Task instructions: Please list each line in the entries below that contains the word "pumpkin".

Begin

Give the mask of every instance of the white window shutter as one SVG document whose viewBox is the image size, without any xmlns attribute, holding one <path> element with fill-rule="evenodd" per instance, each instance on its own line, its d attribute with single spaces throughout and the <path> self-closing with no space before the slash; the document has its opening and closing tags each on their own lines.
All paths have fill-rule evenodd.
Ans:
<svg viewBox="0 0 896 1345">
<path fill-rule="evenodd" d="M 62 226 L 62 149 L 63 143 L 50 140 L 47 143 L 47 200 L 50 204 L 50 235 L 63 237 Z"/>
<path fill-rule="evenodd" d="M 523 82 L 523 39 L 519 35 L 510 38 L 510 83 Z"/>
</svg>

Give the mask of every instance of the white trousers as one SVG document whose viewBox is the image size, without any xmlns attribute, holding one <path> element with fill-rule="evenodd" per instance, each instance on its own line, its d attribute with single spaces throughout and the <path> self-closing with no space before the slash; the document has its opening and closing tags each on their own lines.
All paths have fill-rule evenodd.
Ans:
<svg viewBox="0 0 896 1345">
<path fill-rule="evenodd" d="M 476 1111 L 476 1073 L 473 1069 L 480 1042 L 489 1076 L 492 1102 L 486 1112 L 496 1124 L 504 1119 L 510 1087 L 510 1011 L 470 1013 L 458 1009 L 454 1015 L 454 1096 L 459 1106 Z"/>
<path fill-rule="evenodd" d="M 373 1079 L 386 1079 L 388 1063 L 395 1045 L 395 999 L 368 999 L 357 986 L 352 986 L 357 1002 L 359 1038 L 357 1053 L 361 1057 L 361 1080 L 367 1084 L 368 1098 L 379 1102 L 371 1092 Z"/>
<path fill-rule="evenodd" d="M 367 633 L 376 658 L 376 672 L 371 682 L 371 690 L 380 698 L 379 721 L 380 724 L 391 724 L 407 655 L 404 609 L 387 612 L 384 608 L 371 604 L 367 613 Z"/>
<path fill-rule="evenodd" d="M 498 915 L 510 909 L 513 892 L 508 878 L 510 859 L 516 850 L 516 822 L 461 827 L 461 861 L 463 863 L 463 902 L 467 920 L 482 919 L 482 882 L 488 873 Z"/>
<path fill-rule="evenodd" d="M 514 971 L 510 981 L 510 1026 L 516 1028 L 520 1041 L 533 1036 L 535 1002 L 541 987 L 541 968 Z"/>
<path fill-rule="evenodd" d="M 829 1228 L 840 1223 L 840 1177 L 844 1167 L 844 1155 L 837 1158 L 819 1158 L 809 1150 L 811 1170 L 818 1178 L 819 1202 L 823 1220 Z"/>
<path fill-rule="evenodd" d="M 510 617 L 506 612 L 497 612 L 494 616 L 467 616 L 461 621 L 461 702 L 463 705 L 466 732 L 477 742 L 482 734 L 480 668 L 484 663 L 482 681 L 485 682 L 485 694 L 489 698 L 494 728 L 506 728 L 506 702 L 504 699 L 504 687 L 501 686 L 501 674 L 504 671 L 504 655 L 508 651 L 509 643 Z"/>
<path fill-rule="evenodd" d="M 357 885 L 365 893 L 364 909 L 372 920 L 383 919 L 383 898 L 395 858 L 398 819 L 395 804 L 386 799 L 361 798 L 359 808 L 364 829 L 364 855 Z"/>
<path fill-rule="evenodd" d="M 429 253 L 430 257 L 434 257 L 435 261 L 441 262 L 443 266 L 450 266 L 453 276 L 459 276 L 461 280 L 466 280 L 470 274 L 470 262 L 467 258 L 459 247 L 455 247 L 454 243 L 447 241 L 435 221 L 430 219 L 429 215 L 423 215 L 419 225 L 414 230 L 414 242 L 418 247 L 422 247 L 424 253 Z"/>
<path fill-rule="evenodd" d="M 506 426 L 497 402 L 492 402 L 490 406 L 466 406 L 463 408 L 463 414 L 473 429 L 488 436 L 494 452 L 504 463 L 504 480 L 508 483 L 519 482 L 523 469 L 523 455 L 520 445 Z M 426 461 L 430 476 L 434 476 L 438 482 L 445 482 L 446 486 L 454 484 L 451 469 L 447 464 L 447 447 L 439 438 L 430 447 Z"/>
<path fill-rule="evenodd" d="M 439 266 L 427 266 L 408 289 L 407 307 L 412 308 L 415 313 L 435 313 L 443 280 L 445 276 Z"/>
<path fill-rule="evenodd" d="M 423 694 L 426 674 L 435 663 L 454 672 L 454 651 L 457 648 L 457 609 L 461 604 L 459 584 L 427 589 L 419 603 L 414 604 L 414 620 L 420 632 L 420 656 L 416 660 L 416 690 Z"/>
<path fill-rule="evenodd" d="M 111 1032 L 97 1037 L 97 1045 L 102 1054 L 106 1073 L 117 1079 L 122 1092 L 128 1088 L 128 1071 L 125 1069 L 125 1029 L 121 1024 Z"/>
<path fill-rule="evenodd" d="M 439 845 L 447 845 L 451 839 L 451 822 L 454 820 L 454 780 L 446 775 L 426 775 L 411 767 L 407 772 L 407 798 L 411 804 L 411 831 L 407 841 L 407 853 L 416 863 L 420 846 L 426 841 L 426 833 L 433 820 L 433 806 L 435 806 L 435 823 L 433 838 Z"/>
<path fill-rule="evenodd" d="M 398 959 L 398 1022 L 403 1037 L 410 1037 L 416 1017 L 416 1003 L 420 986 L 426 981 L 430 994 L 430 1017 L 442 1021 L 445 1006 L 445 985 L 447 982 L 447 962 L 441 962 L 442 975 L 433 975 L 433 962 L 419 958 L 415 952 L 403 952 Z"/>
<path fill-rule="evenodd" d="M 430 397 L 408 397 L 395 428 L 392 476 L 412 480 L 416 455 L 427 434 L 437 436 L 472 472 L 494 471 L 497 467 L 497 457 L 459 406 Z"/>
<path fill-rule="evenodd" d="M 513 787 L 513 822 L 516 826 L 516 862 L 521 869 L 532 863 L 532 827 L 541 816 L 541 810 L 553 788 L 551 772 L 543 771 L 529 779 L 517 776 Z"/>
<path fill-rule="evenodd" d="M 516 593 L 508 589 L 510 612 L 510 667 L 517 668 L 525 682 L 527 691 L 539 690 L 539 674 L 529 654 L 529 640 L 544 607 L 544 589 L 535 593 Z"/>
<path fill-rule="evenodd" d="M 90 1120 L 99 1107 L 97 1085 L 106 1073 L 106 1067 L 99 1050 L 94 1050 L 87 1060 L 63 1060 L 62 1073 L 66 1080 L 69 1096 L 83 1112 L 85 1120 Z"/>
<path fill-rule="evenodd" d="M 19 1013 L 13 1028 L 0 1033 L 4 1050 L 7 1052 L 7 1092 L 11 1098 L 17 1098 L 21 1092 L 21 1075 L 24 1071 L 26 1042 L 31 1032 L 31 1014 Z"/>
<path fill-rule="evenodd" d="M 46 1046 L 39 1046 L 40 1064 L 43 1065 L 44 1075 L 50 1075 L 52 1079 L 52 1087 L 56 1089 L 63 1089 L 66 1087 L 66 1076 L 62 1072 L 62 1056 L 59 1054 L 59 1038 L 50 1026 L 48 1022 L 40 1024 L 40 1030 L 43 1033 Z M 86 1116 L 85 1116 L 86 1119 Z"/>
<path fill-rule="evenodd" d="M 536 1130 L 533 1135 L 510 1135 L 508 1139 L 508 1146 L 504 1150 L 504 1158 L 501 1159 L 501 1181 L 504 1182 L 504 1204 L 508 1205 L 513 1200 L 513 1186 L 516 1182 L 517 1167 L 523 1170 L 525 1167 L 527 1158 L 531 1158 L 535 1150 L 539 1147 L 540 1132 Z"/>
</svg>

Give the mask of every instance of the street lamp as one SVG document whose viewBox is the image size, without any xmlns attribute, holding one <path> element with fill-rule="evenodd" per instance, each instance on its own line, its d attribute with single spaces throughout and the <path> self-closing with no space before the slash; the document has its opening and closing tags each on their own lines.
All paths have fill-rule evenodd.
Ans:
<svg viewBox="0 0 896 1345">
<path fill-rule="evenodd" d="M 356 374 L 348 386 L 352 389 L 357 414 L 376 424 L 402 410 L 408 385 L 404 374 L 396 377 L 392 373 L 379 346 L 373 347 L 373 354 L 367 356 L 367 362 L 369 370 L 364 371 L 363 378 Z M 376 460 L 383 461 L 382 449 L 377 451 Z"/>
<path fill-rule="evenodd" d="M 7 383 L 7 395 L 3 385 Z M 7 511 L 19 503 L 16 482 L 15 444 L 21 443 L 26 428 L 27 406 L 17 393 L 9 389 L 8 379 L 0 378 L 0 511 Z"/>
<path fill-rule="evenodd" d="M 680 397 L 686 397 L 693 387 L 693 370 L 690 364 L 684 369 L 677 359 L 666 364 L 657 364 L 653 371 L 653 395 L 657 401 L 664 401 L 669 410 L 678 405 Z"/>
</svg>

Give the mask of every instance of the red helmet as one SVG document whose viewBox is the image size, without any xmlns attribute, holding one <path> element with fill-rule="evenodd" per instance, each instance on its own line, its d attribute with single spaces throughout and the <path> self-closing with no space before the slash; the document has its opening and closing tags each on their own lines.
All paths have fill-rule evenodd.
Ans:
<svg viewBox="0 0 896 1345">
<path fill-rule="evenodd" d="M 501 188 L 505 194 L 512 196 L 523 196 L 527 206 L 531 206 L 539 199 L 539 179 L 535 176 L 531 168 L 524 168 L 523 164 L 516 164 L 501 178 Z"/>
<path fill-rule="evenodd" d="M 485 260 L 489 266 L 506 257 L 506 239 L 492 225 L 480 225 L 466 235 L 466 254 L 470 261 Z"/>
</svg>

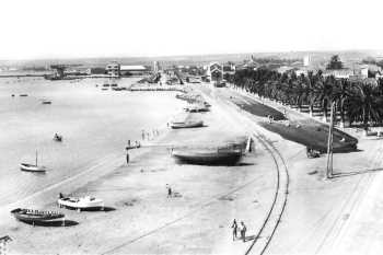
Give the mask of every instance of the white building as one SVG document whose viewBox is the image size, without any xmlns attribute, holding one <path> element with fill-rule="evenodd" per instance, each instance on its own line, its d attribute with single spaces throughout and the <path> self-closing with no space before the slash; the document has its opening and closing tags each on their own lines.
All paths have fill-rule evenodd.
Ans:
<svg viewBox="0 0 383 255">
<path fill-rule="evenodd" d="M 304 56 L 304 58 L 303 58 L 303 66 L 304 67 L 309 67 L 310 65 L 311 65 L 311 57 L 310 57 L 310 55 Z"/>
<path fill-rule="evenodd" d="M 219 81 L 223 78 L 223 67 L 219 62 L 210 62 L 207 66 L 206 74 L 211 81 Z"/>
<path fill-rule="evenodd" d="M 119 77 L 120 65 L 118 62 L 109 62 L 106 68 L 106 73 L 111 77 Z"/>
</svg>

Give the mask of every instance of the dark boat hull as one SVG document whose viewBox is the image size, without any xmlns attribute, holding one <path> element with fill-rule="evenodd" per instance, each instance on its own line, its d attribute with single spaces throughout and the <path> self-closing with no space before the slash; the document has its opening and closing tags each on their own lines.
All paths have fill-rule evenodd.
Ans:
<svg viewBox="0 0 383 255">
<path fill-rule="evenodd" d="M 172 155 L 179 163 L 200 164 L 200 165 L 234 165 L 242 152 L 220 152 L 220 153 L 182 153 L 173 152 Z"/>
<path fill-rule="evenodd" d="M 196 127 L 204 127 L 204 121 L 195 121 L 195 123 L 173 123 L 171 125 L 173 129 L 181 129 L 181 128 L 196 128 Z"/>
<path fill-rule="evenodd" d="M 28 210 L 28 209 L 14 209 L 11 211 L 15 219 L 26 223 L 48 223 L 62 221 L 65 215 L 62 213 L 50 213 L 46 211 Z"/>
</svg>

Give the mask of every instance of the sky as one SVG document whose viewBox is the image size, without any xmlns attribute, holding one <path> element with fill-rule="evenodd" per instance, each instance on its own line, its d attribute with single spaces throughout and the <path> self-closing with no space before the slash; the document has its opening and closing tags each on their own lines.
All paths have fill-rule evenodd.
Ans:
<svg viewBox="0 0 383 255">
<path fill-rule="evenodd" d="M 383 49 L 382 13 L 381 0 L 1 0 L 0 59 Z"/>
</svg>

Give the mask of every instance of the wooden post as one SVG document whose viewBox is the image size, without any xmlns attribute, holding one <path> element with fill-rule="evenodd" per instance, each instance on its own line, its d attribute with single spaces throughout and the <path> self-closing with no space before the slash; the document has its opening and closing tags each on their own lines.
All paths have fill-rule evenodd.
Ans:
<svg viewBox="0 0 383 255">
<path fill-rule="evenodd" d="M 334 106 L 335 102 L 332 103 L 330 108 L 330 120 L 329 120 L 329 127 L 328 127 L 328 142 L 327 142 L 327 171 L 326 171 L 326 177 L 332 178 L 333 177 L 333 129 L 334 129 Z"/>
</svg>

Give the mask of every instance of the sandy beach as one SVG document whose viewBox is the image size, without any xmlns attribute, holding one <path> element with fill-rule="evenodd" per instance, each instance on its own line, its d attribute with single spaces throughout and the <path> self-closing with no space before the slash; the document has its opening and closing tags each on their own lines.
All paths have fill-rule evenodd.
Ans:
<svg viewBox="0 0 383 255">
<path fill-rule="evenodd" d="M 352 206 L 375 175 L 373 171 L 352 173 L 376 167 L 380 146 L 360 140 L 360 151 L 335 154 L 335 172 L 343 175 L 324 181 L 325 157 L 307 159 L 304 146 L 263 128 L 258 123 L 264 117 L 242 109 L 228 96 L 248 101 L 245 95 L 211 85 L 193 90 L 212 105 L 208 113 L 193 114 L 206 127 L 161 129 L 155 139 L 131 151 L 128 165 L 123 152 L 114 153 L 84 167 L 76 178 L 4 205 L 1 231 L 14 239 L 11 253 L 245 254 L 253 247 L 249 254 L 257 254 L 267 244 L 267 254 L 332 254 L 332 235 L 345 229 Z M 171 148 L 240 141 L 255 132 L 260 139 L 255 137 L 255 150 L 235 166 L 178 164 L 170 155 Z M 371 153 L 372 147 L 376 153 Z M 289 179 L 280 178 L 279 185 L 289 182 L 288 190 L 272 209 L 282 171 Z M 166 184 L 175 197 L 166 197 Z M 106 210 L 58 209 L 59 192 L 101 197 Z M 68 224 L 18 222 L 9 213 L 16 205 L 63 211 Z M 233 219 L 245 222 L 246 242 L 232 241 Z"/>
</svg>

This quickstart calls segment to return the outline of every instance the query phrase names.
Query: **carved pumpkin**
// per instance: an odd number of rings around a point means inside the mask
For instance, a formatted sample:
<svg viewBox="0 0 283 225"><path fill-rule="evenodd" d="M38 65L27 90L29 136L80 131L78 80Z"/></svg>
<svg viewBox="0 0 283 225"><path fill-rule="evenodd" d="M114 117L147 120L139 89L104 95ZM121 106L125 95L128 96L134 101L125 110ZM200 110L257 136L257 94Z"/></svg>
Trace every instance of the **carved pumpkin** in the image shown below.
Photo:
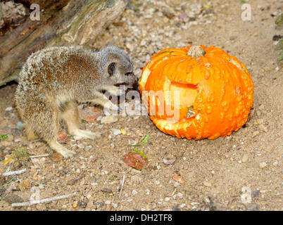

End

Written solution:
Query: **carved pumpkin**
Trace every instance of the **carved pumpkin** in the image shown below.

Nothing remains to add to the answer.